### Extract

◆ ◆ ◆ ◆ ◆

This would usually not be too bad for me although I am still a beginner but the problem is, I am going to be calculating it WITHOUT an if statement. I must use Modulus to calculate. I have spent a very long time researching and trying different things but I just cannot seem to get it? Any ideas?

Answer 1

The expression you're looking for is:

tree[i] % max % tree[i];

When tree[i] is greater than max:
example: 16 and 11

16 % 11 = 5
5 % 16 = 5

But when tree[i] is less than max:
example: 7 and 11

7 % 11 = 7
7 % 7 = 0

int main(void)
{
    int tree[3] = {0};
    int max = 0;
    int cut = 0;

    printf("Max Height: "),
    scanf("%d", &max);

    for(int i=0; i<3; ++i)
    {
        printf("Tree%d: ",i+1),
        scanf("%d", &tree[i]);
    }

    for(int i=0; i<3; ++i)
    {
        cut += (tree[i] % max) % tree[i];
    }
    printf("Amount to remove: %d\n", cut);

    getchar();
    return 0;
}

---

In August 2015 (nearly 2 years from the original post), I decided to revisit this question, and come up with a generalized solution.

◆ ◆ ◆ ◆ ◆

### Material for this exercise

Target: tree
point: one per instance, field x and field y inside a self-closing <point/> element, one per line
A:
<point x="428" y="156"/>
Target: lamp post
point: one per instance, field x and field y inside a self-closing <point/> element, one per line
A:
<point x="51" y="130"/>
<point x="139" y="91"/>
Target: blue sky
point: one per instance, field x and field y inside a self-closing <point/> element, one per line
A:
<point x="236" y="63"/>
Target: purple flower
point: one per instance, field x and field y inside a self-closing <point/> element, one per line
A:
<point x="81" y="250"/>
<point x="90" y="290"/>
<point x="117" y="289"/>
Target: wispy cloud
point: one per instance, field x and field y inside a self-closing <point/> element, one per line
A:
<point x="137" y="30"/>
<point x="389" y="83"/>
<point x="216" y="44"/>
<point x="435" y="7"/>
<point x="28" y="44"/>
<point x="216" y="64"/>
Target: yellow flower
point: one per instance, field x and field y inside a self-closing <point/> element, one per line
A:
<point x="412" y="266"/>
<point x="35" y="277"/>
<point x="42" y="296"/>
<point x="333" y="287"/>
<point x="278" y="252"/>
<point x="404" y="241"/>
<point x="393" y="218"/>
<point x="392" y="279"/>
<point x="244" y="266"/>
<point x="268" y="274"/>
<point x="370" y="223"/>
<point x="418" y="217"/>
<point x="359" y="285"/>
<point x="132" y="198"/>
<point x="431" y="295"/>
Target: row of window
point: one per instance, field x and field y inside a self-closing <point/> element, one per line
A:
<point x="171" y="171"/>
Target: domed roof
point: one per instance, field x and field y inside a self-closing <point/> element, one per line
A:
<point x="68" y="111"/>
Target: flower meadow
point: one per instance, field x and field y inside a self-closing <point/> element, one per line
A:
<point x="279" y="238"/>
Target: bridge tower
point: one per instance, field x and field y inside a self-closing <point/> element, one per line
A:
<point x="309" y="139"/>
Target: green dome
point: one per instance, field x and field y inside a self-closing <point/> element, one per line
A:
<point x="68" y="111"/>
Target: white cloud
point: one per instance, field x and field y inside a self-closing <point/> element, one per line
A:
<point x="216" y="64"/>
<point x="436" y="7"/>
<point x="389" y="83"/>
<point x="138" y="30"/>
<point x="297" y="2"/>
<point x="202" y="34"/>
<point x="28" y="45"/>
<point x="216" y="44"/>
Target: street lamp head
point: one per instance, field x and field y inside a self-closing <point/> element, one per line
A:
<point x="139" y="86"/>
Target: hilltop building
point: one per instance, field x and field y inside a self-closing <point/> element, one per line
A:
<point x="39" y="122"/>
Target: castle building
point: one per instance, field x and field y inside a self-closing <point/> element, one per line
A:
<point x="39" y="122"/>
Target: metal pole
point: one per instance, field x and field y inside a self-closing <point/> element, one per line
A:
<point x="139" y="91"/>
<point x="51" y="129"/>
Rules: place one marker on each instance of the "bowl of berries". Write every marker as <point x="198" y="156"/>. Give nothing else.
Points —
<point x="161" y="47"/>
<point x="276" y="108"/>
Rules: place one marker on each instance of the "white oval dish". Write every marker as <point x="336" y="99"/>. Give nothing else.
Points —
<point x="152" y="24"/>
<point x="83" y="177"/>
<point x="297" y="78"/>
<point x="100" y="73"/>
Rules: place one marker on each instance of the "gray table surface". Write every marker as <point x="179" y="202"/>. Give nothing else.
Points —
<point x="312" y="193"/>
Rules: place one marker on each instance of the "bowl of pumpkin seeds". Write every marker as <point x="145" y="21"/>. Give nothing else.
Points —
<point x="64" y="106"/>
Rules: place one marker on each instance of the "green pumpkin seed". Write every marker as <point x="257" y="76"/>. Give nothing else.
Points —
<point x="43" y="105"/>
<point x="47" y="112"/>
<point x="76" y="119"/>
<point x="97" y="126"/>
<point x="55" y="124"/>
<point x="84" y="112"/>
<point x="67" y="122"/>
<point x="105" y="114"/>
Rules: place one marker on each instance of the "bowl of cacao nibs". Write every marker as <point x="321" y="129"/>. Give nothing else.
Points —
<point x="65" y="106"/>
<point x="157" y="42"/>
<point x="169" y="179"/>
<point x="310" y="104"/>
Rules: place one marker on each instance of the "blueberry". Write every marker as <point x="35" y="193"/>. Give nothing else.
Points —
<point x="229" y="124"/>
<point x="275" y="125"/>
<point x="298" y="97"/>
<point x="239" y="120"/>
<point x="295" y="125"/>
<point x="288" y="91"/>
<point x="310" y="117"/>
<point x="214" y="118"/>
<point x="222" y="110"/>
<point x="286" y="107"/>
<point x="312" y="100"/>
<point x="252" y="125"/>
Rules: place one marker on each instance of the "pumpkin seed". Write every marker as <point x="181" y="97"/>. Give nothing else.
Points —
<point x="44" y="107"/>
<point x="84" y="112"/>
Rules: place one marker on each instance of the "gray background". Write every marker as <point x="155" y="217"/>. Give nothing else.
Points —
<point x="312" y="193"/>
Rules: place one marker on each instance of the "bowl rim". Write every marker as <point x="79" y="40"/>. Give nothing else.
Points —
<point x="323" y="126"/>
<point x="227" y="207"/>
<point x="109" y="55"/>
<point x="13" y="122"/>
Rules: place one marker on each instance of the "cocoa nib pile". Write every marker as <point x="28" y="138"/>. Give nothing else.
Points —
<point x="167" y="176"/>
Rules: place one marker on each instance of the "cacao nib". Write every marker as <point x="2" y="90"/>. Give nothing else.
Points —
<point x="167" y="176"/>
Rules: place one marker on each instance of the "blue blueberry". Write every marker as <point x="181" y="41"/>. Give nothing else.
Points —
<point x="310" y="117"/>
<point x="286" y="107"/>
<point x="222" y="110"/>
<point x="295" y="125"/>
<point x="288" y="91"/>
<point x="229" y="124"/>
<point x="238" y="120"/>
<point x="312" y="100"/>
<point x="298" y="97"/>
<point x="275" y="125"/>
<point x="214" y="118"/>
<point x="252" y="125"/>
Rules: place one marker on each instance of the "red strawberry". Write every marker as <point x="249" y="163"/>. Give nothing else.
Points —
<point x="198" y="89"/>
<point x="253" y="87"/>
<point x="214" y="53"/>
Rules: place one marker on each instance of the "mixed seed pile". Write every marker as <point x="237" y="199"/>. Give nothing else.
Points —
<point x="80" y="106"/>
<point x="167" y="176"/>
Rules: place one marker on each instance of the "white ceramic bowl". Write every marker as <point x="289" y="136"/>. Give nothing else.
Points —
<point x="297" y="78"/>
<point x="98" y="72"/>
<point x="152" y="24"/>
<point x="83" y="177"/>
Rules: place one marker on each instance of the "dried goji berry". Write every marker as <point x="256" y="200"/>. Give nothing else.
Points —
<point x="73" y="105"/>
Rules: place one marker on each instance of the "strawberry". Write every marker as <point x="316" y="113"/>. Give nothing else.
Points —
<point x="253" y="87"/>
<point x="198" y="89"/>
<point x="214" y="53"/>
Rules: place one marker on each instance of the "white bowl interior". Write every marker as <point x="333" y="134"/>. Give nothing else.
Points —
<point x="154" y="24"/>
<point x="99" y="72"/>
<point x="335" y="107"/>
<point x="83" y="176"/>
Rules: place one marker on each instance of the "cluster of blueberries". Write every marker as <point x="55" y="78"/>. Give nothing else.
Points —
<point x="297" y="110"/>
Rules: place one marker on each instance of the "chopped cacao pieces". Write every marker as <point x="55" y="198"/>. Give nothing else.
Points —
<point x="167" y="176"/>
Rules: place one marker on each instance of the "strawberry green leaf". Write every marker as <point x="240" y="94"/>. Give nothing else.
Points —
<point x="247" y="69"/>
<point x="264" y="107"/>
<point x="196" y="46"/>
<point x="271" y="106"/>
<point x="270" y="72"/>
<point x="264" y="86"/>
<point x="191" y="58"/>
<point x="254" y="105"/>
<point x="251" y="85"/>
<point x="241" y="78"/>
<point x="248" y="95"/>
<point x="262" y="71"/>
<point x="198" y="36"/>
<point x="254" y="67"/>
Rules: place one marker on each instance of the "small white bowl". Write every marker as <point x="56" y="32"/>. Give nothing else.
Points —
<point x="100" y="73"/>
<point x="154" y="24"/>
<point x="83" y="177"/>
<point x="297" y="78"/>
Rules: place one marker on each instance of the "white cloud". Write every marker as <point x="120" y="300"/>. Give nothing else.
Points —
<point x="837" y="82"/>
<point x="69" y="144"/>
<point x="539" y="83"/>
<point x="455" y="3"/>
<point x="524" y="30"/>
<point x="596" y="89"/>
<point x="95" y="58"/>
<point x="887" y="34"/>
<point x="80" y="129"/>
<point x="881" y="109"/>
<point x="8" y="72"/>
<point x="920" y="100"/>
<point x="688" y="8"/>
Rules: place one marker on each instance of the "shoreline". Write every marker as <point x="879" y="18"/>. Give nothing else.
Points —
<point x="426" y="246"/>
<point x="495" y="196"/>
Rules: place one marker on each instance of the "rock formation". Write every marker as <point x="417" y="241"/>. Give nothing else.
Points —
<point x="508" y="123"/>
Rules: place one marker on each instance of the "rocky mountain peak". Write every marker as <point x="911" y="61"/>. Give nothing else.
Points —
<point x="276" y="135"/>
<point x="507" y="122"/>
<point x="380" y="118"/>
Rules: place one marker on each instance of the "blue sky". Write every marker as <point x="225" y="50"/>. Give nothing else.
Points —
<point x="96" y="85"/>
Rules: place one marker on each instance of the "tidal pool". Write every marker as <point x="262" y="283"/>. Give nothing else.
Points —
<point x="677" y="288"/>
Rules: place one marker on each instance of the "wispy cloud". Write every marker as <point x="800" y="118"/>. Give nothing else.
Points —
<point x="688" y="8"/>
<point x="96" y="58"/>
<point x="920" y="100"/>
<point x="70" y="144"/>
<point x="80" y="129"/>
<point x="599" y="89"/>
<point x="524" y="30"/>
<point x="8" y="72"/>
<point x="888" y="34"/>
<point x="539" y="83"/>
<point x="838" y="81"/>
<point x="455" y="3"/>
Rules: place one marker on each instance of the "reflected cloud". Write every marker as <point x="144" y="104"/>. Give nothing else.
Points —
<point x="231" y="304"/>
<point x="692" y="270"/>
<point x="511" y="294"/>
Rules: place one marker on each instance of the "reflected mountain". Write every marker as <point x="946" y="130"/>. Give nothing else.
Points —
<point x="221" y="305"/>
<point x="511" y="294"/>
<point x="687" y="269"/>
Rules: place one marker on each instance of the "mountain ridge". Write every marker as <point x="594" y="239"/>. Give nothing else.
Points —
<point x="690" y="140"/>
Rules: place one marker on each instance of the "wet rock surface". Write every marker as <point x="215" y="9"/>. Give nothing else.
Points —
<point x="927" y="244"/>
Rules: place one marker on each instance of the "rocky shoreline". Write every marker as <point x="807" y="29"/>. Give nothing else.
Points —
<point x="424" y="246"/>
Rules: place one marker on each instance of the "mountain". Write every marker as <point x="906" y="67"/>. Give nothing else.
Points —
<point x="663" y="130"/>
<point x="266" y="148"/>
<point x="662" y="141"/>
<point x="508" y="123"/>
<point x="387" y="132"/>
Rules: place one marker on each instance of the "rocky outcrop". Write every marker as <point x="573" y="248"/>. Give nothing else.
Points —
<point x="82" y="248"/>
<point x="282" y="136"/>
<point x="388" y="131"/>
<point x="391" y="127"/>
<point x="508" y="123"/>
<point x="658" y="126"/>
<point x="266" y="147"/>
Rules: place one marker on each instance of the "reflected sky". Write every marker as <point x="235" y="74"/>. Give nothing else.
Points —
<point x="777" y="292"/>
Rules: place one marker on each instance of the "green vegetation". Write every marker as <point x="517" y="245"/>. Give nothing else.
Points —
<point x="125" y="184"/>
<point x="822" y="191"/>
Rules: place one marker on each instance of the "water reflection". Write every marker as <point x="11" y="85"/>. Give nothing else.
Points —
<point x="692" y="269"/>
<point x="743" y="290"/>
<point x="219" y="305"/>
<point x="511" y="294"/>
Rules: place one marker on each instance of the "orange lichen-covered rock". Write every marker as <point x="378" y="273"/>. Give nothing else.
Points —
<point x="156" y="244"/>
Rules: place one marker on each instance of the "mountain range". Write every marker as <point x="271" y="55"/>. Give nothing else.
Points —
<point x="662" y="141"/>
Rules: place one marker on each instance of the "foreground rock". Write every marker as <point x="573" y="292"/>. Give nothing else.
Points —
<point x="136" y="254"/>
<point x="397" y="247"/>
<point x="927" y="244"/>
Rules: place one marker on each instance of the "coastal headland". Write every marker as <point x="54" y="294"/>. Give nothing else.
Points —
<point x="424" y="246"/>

◆ ◆ ◆ ◆ ◆

### Jobs
a - Print, word for word, the passage of the forum thread that begins with the words containing "This would usually" and ends with "it? Any ideas?".
b - Count the lines of the records that contain the string "shoreline", matching case exactly, and reply with the number only.

### Solutions below
a -
This would usually not be too bad for me although I am still a beginner but the problem is, I am going to be calculating it WITHOUT an if statement. I must use Modulus to calculate. I have spent a very long time researching and trying different things but I just cannot seem to get it? Any ideas?

b - 2